• **Teks yang Diberikan**
+++++

Arti Penting Asia Selatan Bagi Indonesia

Oleh Bimo Joga Sasongko

Presiden Joko Widodo telah melakukan kunjungan kerja ke negara-negara di kawasan Asia Selatan. Dalam kunjungan itu Presiden mengetahui bahwa pasar ekspor di Asia Selatan masih belum digarap dengan baik.
 Setelah kunjungan kerja ke Asia Selatan, Presiden menyampaikan kekecewaannya terkait dengan kinerja ekspor yang menjadi tugas dan lingkup tanggung jawab Kementerian Perdagangan. Presiden kecewa lantaran nilai ekspor RI ketinggalan jauh dari negara tetangga yang tergabung dalam Asean.

 Kinerja ekspor Indonesia masih kalah jika dibandingkan dengan Thailand, Vietnam, dan Malaysia. Padahal kapasitas nasional dan aset sumber daya alam (SDA) yang dimiliki Indonesia jauh lebih besar. Data menunjukkan Thailand mampu menghasilkan US$ 231 miliar dari hasil ekspor. Angka itu tertinggi di Asia Tenggara. Nilai ekspor Malaysia mencapai US$ 184 miliar, dan Vietnam sebesar US$ 160 miliar. Sementara itu, Indonesia sebagai negara besar hanya mendapat US$ 145 miliar dari ekspor. Pendapatan ekspor Indonesia tersebut jelas merupakan paradoks yang menyedihkan.

 Selama ini Indonesia mengabaikan pangsa pasar non-tradisional. Padahal pasar ekspor tradisional sudah stagnan, mestinya kita segera memperluas sayap untuk menciptakan pasar baru. Antara lain ke Asia Selatan, Timur Tengah, dan benua Afrika.

 Kunjungan Presiden Jokowi ke sejumlah negara di Asia Selatan melahirkan arti perlunya menggarap potensi yang selama ini terabaikan. Meskipun negara di Asia Selatan adalah negara berkembang yang didera masalah kependudukan yang rumit, tetapi memiliki hubungan yang istimewa sejak Indonesia merdeka dan potensi perdagangan yang luar biasa.

 Ada delapan negara yang terletak di Asia bagian selatan yaitu India, Pakistan, Bangladesh, Afganistan, Bhutan, Maladewa, Nepal, dan Srilanka. India adalah negara terbesar di kawasan ini dengan wilayah terluas dan jumlah penduduk terbanyak.

 Kemitraan Indonesia dengan negara Asia Selatan seperti India cukup signifikan. Indonesia perlu saling mempelajari terkait pembangunan manusia, terutama pengembangan SDM di India. Serta cara India membangun intelektual bangsanya dan menyiapkan angkatan kerja berdaya saing global dan para diasporanya mampu menarik investasi yang berbentuk proyek outsourcing global. Begitu juga sistem pendidikan India yang sangat adaptif dengan tuntutan zaman.

 Indonesia layak belajar dari diaspora India. Banyak di antaranya yang berhasil menjadi pemimpin korporasi dan organisasi global di luar negeri. Diaspora India berkontribusi bagi negaranya sekitar US$ 180 miliar per tahun. Sementara itu, diaspora Indonesia baru bisa mendatangkan devisa sekitar US$ 9 miliar.

+++++

• **Entri Data**
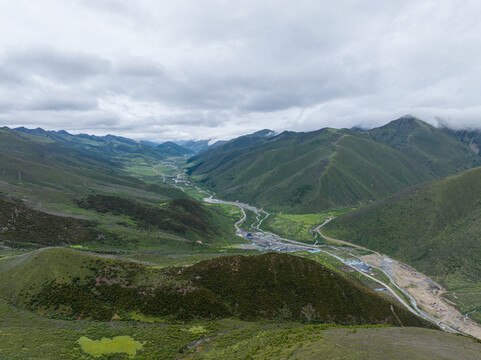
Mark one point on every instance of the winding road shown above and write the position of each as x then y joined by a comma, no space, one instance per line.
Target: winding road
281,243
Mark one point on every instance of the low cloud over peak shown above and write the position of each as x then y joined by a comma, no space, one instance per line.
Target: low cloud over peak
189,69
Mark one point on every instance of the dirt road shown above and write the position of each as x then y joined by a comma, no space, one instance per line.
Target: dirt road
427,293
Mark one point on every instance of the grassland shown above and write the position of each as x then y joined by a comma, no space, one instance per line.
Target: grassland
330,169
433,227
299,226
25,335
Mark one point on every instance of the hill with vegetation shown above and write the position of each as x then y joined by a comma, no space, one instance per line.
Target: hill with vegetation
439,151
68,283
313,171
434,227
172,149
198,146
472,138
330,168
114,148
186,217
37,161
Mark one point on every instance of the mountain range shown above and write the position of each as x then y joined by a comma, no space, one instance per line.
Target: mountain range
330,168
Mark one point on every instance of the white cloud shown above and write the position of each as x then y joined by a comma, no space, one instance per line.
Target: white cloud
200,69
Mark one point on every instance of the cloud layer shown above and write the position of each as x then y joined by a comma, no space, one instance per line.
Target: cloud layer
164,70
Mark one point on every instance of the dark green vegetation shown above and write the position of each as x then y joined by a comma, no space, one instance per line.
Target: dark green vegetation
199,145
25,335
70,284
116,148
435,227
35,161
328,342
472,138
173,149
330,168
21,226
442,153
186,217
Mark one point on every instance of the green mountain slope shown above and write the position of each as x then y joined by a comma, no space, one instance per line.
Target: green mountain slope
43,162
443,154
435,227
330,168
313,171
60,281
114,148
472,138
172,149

+++++

• **Soal Tertulis**
Menurut teks tentang arti penting Asia Selatan bagi Indonesia, berapa besar kontribusi diaspora India bagi negaranya setiap tahun?

• **Jawaban Lengkap**
Sekitar US$ 180 miliar per tahun.